À compléter –
a - Indiquez si chacune des affirmations suivantes concorde avec l'extrait sur l'évangélisation, en répondant par oui ou par non et en citant les mots du texte qui tranchent. (i) Gordon relève deux paradoxes qui touchent l'Église. (ii) Il y aurait trop peu de chants dans les réunions. (iii) Les conversions annoncées par les pasteurs sont de véritables conversions.
b - Poursuivez l'extrait sur l'évangélisation à partir de sa dernière phrase.

Extrait du document –
####################
Gordon souligne deux paradoxes qui frappent aujourd'hui l'Église au Burkina Faso et ailleurs : l'affaiblissement dans la croissance, et la diminution dans l'augmentation. James Stewart précise que :

"Dans notre désir de toucher les gens du monde, nous avons donné l'impression que l'Évangile est un message humoristique et frivole. Il y a trop d'hilarité dans nos réunions et pas assez de pleurs. Dans notre zèle pour dire au monde que Christ satisfait, nous sommes allés à l'extrême en présentant un christianisme populaire. Si nous rions au début d'une réunion et que nous devenons sérieux vers la fin, pour avertir les non-croyants du péril qu'ils courent, il leur est difficile de comprendre que nous sommes sincères. Nous ne sommes pas sauvés pour passer un bon moment. Nous sommes sauvés pour sacrifier, souffrir et servir. (cf Mc 8.34, Mt 8.20, Hé 13.13)"

Et d'ajouter :

"Parmi les non croyants, notre prédication produit peu d'appréciation réelle pour le Seigneur Jésus et sa Parole. Il y a trop de chants et trop peu de la Parole de Dieu dans nos réunions. Notre jeunesse connaît beaucoup de chants, mais ignore les chapitres de la Bible. Un signe des derniers jours est le manque de profondeur de la spiritualité et la profondeur de notre ignorance quant aux choses de Dieu."


Les réunions (ou campagnes) d'évangélisation laissent souvent un goût amer à ceux qui ont à coeur la dignité et la sainteté de Dieu. À l'évangélisation « décibel » avec des chants dont la sonorité porte à plusieurs kilomètres, on peut ajouter les danses, ainsi que parfois un habillement suggestif, voire indécent de certaines soeurs qui se trémoussent pour se faire remarquer, mais qui apportent une connotation mondaine à un message qui se veut très sérieux, puisqu'il s'agit ni plus ni moins que de la mort ou de la vie de ceux qui viennent écouter. Ce constat concerne de nombreux pays, notamment ceux où l'Église en est à la troisième ou quatrième génération. La jeunesse s'ennuie et, pour l'empêcher d'aller trouver dans le monde les divertissements dont elle a besoin, l'église est souvent amenée à lui procurer une copie de ce qu'elle pourrait trouver dans le monde. Dans ce contexte, l'Église est confrontée au problème grandissant d'une évangélisation sainte destinée à porter des fruits saints afin de construire l'oeuvre de Dieu. Le bruit, la musique, le rythme, la danse, le nombre, attirent de nombreux jeunes qui se déclarent prêts à suivre le Seigneur, sans même mesurer ce que cela signifie. Les pasteurs font éloge de chiffres impressionnants de soi-disant « conversions », qui ne sont en réalité que des décisions de venir à l'église, quand elles sont suivies de fait.
####################
Données sources –
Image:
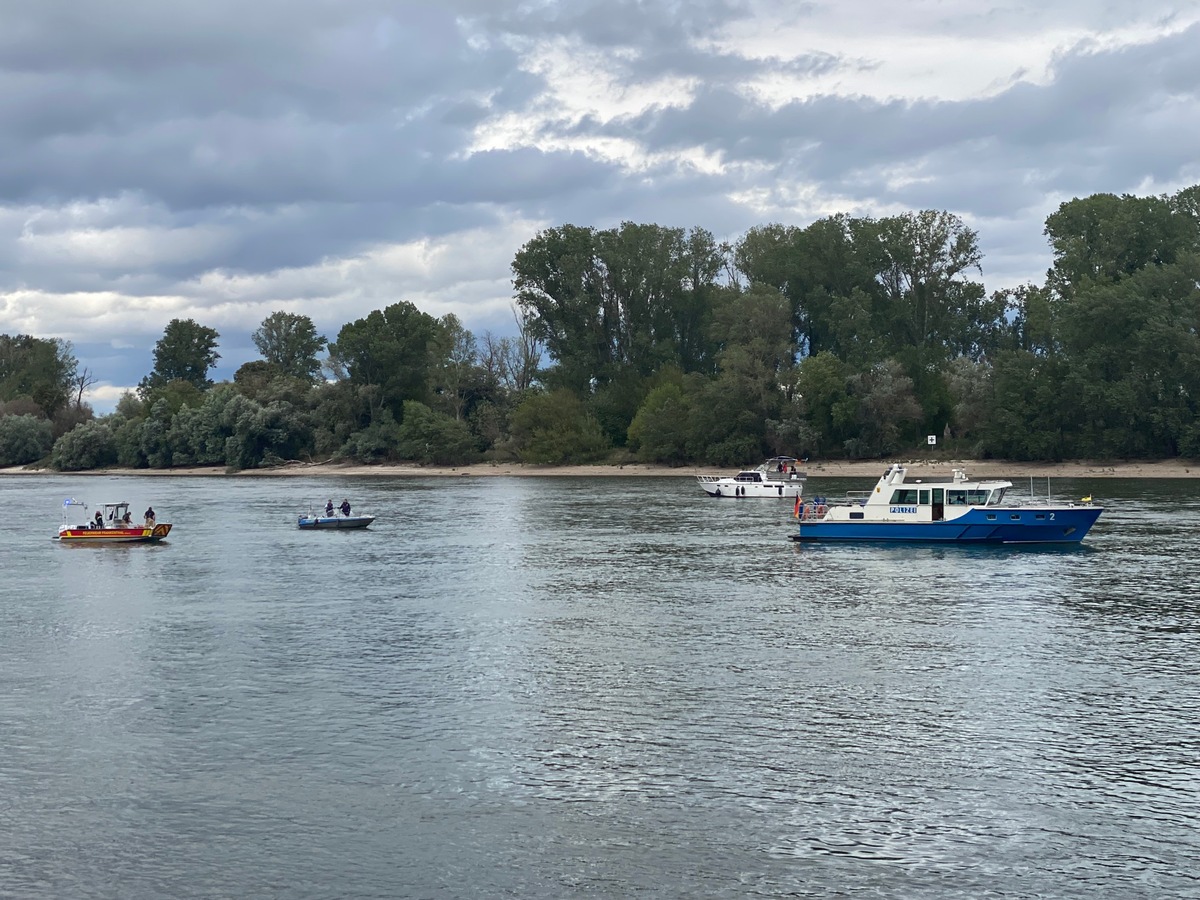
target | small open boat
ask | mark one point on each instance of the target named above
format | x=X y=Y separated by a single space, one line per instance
####################
Corrigé –
a -
(i) Oui : « Gordon souligne deux paradoxes qui frappent aujourd'hui l'Église au Burkina Faso et ailleurs ».
(ii) Non : « Il y a trop de chants et trop peu de la Parole de Dieu dans nos réunions. »
(iii) Non : « qui ne sont en réalité que des décisions de venir à l'église ».

b -
L'Église du Burkina Faso n'est pas exempte de ce sujet de préoccupation. Elle doit rapidement affronter ce problème de fausses conversions. Car, comment parler de conversion quand il n'y a pas de conviction de péché, pas de besoin d'un sauveur, ni de véritable repentance ? En conséquence, même si les prétendues conversions sont suivies de baptême d'eau, il n'y a pas de régénération, et donc pas de baptême du Saint-Esprit. Ici se retrouvent les paradoxes de Gordon : l'affaiblissement dans la croissance, et la diminution dans l'augmentation. En fait, l'église devient une église de multitude et perd de sa puissance puisque celui qui est à son origine, Jésus-Christ, est absent de son sanctuaire.


Les nombreux témoignages pastoraux recueillis à ce sujet, semblent démontrer qu'il s'agit en fait d'une stratégie d'évangélisation. On attire le plus de monde possible, sous toutes sortes de prétexte ; on en fait des chrétiens en les baptisant d'eau, et on les enseigne en espérant qu'un jour, ils se convertissent vraiment. En attendant, on leur apprend les bases du christianisme : « tu dois et tu ne dois pas », les ramenant ainsi dans une sorte de légalisme, qui devient comme une prison dorée, dont ils auront beaucoup de mal à sortir pour goûter la vraie liberté en Christ. C'est ici une des causes des nombreuses chutes morales et autres, auxquelles l'Église doit faire face aujourd'hui. Elles détruisent la puissance et la crédibilité de l'Évangile et entachent le témoignage chrétien dans ce monde. Hélas, ce fait touche aussi le pastorat et le diaconat, produisant des bouleversements encore plus grands, mais qui sont pourtant souvent traités à la légère et avec beaucoup de laxisme par les plus hauts responsables, amoindrissant ainsi la gravité du péché aux yeux de l'Église et du monde.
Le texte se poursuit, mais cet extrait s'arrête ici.